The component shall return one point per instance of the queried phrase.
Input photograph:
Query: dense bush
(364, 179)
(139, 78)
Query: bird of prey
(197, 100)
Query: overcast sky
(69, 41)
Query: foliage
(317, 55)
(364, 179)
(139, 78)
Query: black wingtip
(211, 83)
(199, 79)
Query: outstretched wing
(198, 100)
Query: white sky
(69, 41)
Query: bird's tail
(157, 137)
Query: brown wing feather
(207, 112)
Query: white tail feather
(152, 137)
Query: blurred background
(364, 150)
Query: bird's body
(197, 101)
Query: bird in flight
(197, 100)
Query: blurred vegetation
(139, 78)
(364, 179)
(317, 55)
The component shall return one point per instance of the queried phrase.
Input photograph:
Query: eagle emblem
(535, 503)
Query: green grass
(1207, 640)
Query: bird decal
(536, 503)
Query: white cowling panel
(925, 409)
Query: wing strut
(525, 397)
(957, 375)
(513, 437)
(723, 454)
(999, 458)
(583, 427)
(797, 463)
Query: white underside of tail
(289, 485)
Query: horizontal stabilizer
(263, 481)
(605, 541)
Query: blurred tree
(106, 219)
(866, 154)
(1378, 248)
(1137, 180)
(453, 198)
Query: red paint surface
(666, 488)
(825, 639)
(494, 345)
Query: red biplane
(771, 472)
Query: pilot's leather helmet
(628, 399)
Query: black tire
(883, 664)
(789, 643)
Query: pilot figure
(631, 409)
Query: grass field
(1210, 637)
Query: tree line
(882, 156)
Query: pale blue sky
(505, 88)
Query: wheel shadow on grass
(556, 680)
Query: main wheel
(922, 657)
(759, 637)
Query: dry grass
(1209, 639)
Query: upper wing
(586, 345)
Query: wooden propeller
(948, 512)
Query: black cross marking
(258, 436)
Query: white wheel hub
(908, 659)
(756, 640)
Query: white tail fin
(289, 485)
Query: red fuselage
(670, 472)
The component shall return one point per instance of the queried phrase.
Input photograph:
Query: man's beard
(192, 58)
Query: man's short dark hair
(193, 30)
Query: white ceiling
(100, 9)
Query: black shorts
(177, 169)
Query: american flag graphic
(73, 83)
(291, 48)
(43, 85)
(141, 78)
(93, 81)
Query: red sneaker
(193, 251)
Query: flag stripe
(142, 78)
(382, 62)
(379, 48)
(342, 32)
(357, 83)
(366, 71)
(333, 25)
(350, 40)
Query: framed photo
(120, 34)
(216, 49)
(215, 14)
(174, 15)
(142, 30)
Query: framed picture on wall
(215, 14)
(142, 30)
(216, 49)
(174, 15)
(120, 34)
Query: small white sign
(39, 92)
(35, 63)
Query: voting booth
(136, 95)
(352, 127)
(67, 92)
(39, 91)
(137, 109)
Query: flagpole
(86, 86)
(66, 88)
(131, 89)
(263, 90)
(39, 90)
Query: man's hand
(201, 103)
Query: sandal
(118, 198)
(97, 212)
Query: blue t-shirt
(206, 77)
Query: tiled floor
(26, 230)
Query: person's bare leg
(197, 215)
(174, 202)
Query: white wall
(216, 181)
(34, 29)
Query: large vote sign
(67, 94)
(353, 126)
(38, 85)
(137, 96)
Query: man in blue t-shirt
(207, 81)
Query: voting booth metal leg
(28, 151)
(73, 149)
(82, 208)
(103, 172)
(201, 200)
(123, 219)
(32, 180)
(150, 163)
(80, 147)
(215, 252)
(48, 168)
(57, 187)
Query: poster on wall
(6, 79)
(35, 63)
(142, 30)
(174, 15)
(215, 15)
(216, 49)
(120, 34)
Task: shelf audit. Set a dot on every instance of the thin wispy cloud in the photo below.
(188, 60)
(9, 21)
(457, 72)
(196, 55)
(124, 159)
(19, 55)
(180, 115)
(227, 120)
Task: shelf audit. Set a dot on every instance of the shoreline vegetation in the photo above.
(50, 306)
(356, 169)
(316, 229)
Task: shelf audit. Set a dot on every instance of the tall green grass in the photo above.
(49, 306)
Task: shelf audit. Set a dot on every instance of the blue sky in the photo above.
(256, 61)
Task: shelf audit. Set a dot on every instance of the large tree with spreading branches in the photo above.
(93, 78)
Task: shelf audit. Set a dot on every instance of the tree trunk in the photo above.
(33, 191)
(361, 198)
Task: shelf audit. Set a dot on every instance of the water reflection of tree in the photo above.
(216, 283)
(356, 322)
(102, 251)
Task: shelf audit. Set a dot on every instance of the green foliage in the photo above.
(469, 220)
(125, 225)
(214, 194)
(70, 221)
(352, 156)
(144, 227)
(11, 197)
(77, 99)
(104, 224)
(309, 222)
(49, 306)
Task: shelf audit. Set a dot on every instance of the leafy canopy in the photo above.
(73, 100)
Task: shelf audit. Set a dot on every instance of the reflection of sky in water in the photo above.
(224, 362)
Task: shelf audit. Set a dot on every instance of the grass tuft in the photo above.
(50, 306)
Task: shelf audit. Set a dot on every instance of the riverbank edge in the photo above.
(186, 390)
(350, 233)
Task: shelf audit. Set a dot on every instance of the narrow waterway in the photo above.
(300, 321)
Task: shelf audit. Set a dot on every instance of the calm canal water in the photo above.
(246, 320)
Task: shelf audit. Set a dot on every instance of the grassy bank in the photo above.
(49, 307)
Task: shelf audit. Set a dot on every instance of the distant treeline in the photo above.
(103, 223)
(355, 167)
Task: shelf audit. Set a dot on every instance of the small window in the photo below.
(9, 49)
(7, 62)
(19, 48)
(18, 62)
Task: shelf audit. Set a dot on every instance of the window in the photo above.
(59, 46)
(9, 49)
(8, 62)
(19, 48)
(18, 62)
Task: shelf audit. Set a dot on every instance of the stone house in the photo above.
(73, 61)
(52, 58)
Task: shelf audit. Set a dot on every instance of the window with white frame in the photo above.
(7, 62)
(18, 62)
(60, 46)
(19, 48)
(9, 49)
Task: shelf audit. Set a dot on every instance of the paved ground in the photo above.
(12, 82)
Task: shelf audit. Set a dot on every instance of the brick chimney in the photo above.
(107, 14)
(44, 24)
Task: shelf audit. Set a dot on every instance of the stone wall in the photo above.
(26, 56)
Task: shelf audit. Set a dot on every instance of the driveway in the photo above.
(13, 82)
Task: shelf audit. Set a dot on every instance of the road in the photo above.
────
**WHAT THIS TASK INVOLVES**
Repeat the material from above exactly, word for word.

**ANSWER SECTION**
The component shall return one point per instance of the queried phrase.
Input photograph:
Query: dense bush
(364, 179)
(139, 78)
Query: bird of prey
(197, 100)
Query: overcast sky
(69, 41)
Query: foliage
(317, 55)
(364, 179)
(139, 78)
Query: black wingtip
(211, 83)
(199, 79)
Query: outstretched wing
(198, 100)
Query: white sky
(69, 41)
Query: bird's tail
(157, 137)
Query: brown wing feather
(207, 112)
Query: white tail feather
(152, 137)
Query: blurred background
(364, 150)
Query: bird's body
(197, 101)
Query: bird in flight
(197, 100)
Query: blurred vegetation
(139, 78)
(364, 179)
(317, 55)
The component shall return one point per instance of the queried phrase.
Input photograph:
Query: eagle emblem
(535, 503)
Query: green grass
(1207, 640)
Query: bird decal
(536, 503)
Query: white cowling panel
(925, 409)
Query: wing strut
(525, 397)
(957, 375)
(513, 437)
(723, 454)
(999, 458)
(583, 427)
(797, 463)
Query: white underside of tail
(289, 485)
Query: horizontal stabilizer
(263, 481)
(605, 541)
Query: blurred tree
(106, 219)
(866, 154)
(1378, 248)
(1137, 180)
(453, 198)
Query: red paint surface
(666, 488)
(825, 639)
(494, 345)
Query: red biplane
(771, 472)
Query: pilot's leather helmet
(628, 399)
Query: black tire
(883, 664)
(789, 643)
Query: pilot figure
(631, 409)
Query: grass field
(1210, 637)
Query: tree line
(882, 156)
Query: pale blue sky
(505, 88)
Query: wheel shadow on grass
(556, 680)
Query: main wheel
(922, 657)
(759, 637)
Query: dry grass
(1209, 639)
Query: upper wing
(586, 345)
Query: wooden propeller
(948, 512)
Query: black cross marking
(258, 436)
Query: white wheel hub
(908, 659)
(756, 640)
Query: white tail fin
(289, 485)
Query: red fuselage
(670, 472)
The component shall return one point per instance of the queried phrase.
Input photograph:
Query: man's beard
(192, 58)
Query: man's short dark hair
(193, 30)
Query: white ceiling
(100, 9)
Query: black shorts
(177, 169)
Query: american flag graphic
(73, 83)
(291, 48)
(43, 85)
(141, 78)
(93, 81)
Query: red sneaker
(193, 251)
Query: flag stripe
(142, 78)
(382, 62)
(379, 48)
(342, 32)
(357, 83)
(366, 71)
(333, 25)
(350, 40)
Query: framed photo
(120, 34)
(216, 49)
(215, 14)
(174, 15)
(142, 30)
Query: framed picture on wall
(215, 14)
(142, 30)
(216, 49)
(174, 15)
(120, 34)
Query: small white sign
(39, 92)
(35, 63)
Query: voting booth
(136, 95)
(352, 127)
(67, 92)
(39, 91)
(137, 109)
Query: flagpole
(86, 86)
(66, 88)
(131, 89)
(263, 90)
(39, 90)
Query: man's hand
(201, 103)
Query: sandal
(118, 198)
(97, 212)
Query: blue t-shirt
(206, 77)
Query: tiled floor
(26, 230)
Query: person's bare leg
(197, 215)
(174, 202)
Query: white wall
(216, 181)
(34, 29)
Query: large vote sign
(67, 94)
(353, 126)
(38, 85)
(137, 96)
Query: man in blue t-shirt
(207, 81)
Query: voting booth metal leg
(28, 151)
(73, 149)
(82, 208)
(103, 172)
(201, 200)
(123, 219)
(32, 180)
(150, 163)
(80, 147)
(215, 252)
(48, 168)
(57, 187)
Query: poster on wall
(6, 79)
(35, 63)
(142, 30)
(174, 15)
(215, 15)
(216, 49)
(120, 34)
Task: shelf audit. Set a dot on every instance of the thin wispy cloud in the photo below.
(188, 60)
(9, 21)
(457, 72)
(196, 55)
(124, 159)
(19, 55)
(180, 115)
(227, 120)
Task: shelf audit. Set a dot on every instance of the shoreline vegetation in the photo above.
(50, 306)
(356, 169)
(316, 229)
Task: shelf audit. Set a dot on every instance of the tall green grass in the photo above.
(49, 306)
Task: shelf audit. Set a dot on every instance of the blue sky in the photo above.
(256, 61)
Task: shelf audit. Set a dot on every instance of the large tree with spreading branches in the photo above.
(93, 78)
Task: shelf audit. Set a dot on every instance of the tree trunk in the photo above.
(33, 191)
(361, 198)
Task: shelf audit. Set a dot on every instance of the water reflection of tree in the photo above.
(216, 283)
(356, 322)
(102, 251)
Task: shelf audit. Set a dot on every instance of the green foliage in the photo above.
(469, 220)
(125, 225)
(214, 194)
(70, 221)
(352, 156)
(144, 227)
(11, 197)
(77, 99)
(104, 224)
(309, 222)
(49, 306)
Task: shelf audit. Set a dot on every instance of the leafy canopy in the photo above.
(73, 100)
Task: shelf audit. Set a dot on every instance of the reflection of sky in water in the photo above.
(224, 362)
Task: shelf audit. Set a dot on every instance of the grass tuft in the photo above.
(50, 306)
Task: shelf audit. Set a dot on every instance of the riverbank edge in the photo above.
(186, 390)
(350, 233)
Task: shelf audit. Set a dot on every instance of the narrow waterway in the photo above.
(300, 321)
Task: shelf audit. Set a dot on every instance of the calm canal water in the photo above.
(246, 320)
Task: shelf audit. Set a dot on every instance of the grassy bank in the photo above.
(49, 307)
Task: shelf audit. Set a dot on every instance of the distant treeline in the photo above.
(103, 223)
(355, 167)
Task: shelf audit. Set a dot on every instance of the small window in the photo below.
(9, 49)
(7, 62)
(19, 48)
(18, 62)
Task: shelf audit. Set a dot on every instance of the window in the photo above.
(59, 46)
(9, 49)
(8, 62)
(19, 48)
(18, 62)
Task: shelf audit. Set a dot on every instance of the stone house in the photo above.
(73, 61)
(52, 58)
Task: shelf audit. Set a dot on every instance of the window with white frame in the photo above.
(7, 62)
(18, 62)
(60, 46)
(19, 48)
(9, 49)
Task: shelf audit. Set a dot on every instance of the paved ground in the photo above.
(12, 82)
Task: shelf audit. Set a dot on every instance of the brick chimney in the photo above.
(107, 14)
(44, 24)
Task: shelf audit. Set a dot on every instance of the stone wall in the photo above.
(26, 56)
Task: shelf audit. Set a dot on every instance of the driveway in the photo above.
(13, 82)
Task: shelf audit. Set a dot on every instance of the road in the photo above.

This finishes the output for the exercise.